#### Challenge:
In the records below, find the line containing "In this exercise you will identify every instance of the mirror"; give it again exactly, along with every line that follows, and nothing else.

#### Listed records:

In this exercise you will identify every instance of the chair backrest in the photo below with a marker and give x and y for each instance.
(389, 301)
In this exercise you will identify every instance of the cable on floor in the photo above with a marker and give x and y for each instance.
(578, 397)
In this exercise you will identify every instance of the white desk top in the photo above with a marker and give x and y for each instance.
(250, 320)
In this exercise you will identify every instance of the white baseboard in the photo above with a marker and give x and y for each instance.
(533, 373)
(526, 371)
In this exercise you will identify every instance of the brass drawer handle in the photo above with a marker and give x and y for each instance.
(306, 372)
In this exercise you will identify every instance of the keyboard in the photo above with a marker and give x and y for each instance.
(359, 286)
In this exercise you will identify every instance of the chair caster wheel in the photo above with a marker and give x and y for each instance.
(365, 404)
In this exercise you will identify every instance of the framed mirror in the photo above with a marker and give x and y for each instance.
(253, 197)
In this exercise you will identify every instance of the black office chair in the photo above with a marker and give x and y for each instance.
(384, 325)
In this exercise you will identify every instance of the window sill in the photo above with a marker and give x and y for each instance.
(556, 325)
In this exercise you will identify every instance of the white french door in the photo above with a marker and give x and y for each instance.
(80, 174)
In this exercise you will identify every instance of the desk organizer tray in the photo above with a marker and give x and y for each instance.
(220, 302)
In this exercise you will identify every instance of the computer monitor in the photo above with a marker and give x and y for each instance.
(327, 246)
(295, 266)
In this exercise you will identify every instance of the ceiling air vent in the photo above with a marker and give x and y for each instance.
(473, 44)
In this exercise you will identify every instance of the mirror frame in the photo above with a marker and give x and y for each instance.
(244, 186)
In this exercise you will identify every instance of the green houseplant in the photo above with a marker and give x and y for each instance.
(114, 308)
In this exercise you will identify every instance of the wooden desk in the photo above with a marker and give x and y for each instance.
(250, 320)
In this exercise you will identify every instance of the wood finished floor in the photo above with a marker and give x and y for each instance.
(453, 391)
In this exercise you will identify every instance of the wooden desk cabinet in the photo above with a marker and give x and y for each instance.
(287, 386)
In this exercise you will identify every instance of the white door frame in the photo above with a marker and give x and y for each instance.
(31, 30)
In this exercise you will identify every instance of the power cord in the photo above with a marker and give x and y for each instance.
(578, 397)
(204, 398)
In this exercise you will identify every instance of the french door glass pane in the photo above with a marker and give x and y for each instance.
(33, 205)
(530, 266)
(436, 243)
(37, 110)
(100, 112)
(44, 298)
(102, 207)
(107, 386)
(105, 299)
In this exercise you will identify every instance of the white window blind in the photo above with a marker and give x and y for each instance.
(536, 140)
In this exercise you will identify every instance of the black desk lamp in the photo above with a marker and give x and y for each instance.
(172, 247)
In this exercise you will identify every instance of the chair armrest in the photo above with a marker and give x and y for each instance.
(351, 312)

#### Finished task:
In this exercise you will identify every instance of the mirror frame in the photo above with a marker and give x and y for each instance.
(244, 186)
In this exercise you will identify every instance of the green houseplant in the photo above with a marker and give x and y for each instance.
(114, 308)
In this exercise you will identify every instance of the wooden desk in the photo above with a marker and give x and y for each instance.
(250, 320)
In this exercise you will identify every instance of the wood finished floor in the photo above with a marker and give x and y for each instance.
(453, 391)
In this exercise you will identify every instance of the wooden desk cabinet in the photo above with a marker and give x and y for each instance.
(287, 386)
In this exercise you will identify every instance of the white door frame in the photo above with a marker and give x and y for each instance.
(31, 30)
In this exercise you will identify every instance of the power cord in the photo above with a marker and give x and y for each instance.
(578, 397)
(204, 398)
In this exercise you will identify every instance of the french door glass pane in the photo above with a marker and give x and y for each instance.
(33, 205)
(530, 266)
(436, 243)
(37, 110)
(100, 112)
(44, 298)
(102, 207)
(107, 386)
(105, 299)
In this exercise you will identify every instance of the white window blind in the photo above with a marker and give x and y for each instance.
(536, 140)
In this exercise you will identify every instance of the black desk lamp in the photo above with a marker and give x and y for each instance.
(172, 247)
In this exercise you will identify every instance of the chair armrest in the photo above with a marker and give x and y for each instance.
(351, 312)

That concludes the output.